== 文本节选 ==

林 英
台湾作家隐地编的《命运,非关命运》(台北尔雅出版社2006年10月版),雪白的封面上,“命运,非关命运”六个大字,再配以倒扁的手语和一小幅人头像。简洁的图案,白红黑三种视觉冲击力强的颜色,把封面装扮得干净,素雅,有力量。趁着课间先随便翻看以解馋,发现里面配有台湾倒扁活动的图片,其中一幅是,一台湾男子胸前挂着“犯法总统,知法犯法,怒!可耻丫”的纸板,头部被纸板包得严严实实,因为“无脸见人”(纸板上语)。此般幽默,让人不禁忍俊,想必这会是一本有趣的读物。
陈水扁,是台湾现在执政的总统,可九月九日这天,数十万民众穿上红衣不畏风雨地走上总统府前的凯达格兰大道向阿扁怒吼,“阿扁,下台!”声声怒吼,一阵高过一阵。
无论男女还是老少,无论是政治风云人物,还是普通百姓,都纷纷加入倒扁的队伍,并且深深地为自己身处这一队伍而自豪。隐地、朵思、艾农、向明等一群原本舞台只在纸笔上,不愿在公共场所露面的诗人作家,虽然“诗人可以而且应该从生活中吸取一切,除了政治”,但最后却都不约而同地大踏步地走进沸腾的广场,融化在那三十万人愤怒的洪流里面。到九月十二日,反贪倒扁进入第四天时,广场上的群众已经形成了“换班”机制,家庭主妇成了白天主力,上班族和学生则在下班下课接连上场,甚至还有小学生也身着红衣,架势十足地走上台去朗诵他写的“倒扁诗”……
正如编者在后记中所写:
“总统”不是一项至高荣誉的象征吗?我们小时候有多少人在写《我的愿望》时,都希望长大了自己也能当一个总统。就算不能做总统,如果有一天得到总统召见,或由总统手中接到一个奖牌、奖状,甚至读书成绩好,得到一个总统奖,那是多么兴奋多么难忘的事。
本该是受民众敬重的总统,为何人们都设法要把他赶下台呢?为何如今走到哪里,大家都想做个倒扁手势,让他难堪,让他不好过呢?实际上是他先让人民不好过的。

===

题目
请逐字照抄上面文本节选中的一段：从含有“陈水扁,是台湾现在执政的总统”的地方开始，抄到“实际上是他先让人民不好过的。”为止。

== 所给数据 ==

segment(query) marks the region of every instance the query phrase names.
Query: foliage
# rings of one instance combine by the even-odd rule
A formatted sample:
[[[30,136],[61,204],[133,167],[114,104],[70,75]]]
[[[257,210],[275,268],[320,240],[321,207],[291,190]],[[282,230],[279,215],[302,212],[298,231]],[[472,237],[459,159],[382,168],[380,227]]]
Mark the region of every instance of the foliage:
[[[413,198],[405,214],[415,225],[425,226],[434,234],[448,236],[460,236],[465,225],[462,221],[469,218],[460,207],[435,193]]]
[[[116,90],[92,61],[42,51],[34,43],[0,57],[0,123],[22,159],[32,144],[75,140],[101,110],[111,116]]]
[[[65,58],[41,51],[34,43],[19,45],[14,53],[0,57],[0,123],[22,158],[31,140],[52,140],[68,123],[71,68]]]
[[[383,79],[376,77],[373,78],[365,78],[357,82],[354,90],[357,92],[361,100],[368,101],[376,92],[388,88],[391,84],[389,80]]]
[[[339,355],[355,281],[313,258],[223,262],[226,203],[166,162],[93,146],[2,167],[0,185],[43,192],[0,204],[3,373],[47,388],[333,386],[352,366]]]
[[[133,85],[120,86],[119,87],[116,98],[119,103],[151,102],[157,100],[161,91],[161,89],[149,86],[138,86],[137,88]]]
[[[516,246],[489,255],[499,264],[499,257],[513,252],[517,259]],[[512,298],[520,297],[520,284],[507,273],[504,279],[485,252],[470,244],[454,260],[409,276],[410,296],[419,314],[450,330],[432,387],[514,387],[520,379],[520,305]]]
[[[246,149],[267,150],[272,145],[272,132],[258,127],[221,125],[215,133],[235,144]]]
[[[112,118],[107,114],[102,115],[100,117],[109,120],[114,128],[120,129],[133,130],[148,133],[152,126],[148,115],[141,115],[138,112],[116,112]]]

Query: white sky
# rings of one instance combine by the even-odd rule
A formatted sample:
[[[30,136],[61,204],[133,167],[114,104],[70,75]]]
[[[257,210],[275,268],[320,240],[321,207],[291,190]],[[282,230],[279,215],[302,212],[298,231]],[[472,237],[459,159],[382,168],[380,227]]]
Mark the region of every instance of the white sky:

===

练习结果
陈水扁,是台湾现在执政的总统,可九月九日这天,数十万民众穿上红衣不畏风雨地走上总统府前的凯达格兰大道向阿扁怒吼,“阿扁,下台!”声声怒吼,一阵高过一阵。
无论男女还是老少,无论是政治风云人物,还是普通百姓,都纷纷加入倒扁的队伍,并且深深地为自己身处这一队伍而自豪。隐地、朵思、艾农、向明等一群原本舞台只在纸笔上,不愿在公共场所露面的诗人作家,虽然“诗人可以而且应该从生活中吸取一切,除了政治”,但最后却都不约而同地大踏步地走进沸腾的广场,融化在那三十万人愤怒的洪流里面。到九月十二日,反贪倒扁进入第四天时,广场上的群众已经形成了“换班”机制,家庭主妇成了白天主力,上班族和学生则在下班下课接连上场,甚至还有小学生也身着红衣,架势十足地走上台去朗诵他写的“倒扁诗”……
正如编者在后记中所写:
“总统”不是一项至高荣誉的象征吗?我们小时候有多少人在写《我的愿望》时,都希望长大了自己也能当一个总统。就算不能做总统,如果有一天得到总统召见,或由总统手中接到一个奖牌、奖状,甚至读书成绩好,得到一个总统奖,那是多么兴奋多么难忘的事。
本该是受民众敬重的总统,为何人们都设法要把他赶下台呢?为何如今走到哪里,大家都想做个倒扁手势,让他难堪,让他不好过呢?实际上是他先让人民不好过的。